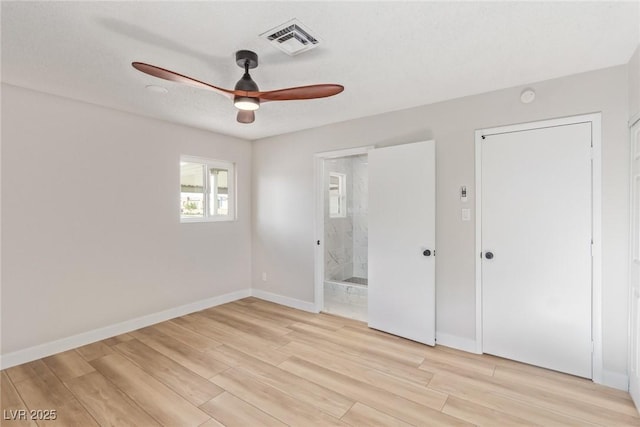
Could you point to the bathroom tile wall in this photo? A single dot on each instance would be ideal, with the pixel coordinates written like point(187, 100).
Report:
point(360, 192)
point(338, 256)
point(346, 238)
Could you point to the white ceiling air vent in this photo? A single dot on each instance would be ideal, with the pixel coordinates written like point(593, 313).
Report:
point(292, 37)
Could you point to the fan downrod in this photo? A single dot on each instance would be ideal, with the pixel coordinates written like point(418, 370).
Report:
point(244, 57)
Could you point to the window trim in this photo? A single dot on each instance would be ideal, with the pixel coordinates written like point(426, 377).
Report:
point(342, 195)
point(231, 182)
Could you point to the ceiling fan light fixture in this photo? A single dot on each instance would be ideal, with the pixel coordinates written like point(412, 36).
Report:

* Task objective
Only these are to be transcribed: the line with "Could you point to the ceiling" and every line after it through the last line of the entries, each exactly.

* Solution for this task
Could you point to the ceiling fan light fixture in this photo? A single dot on each instance would be ideal, with the pixel coordinates written like point(412, 36).
Report:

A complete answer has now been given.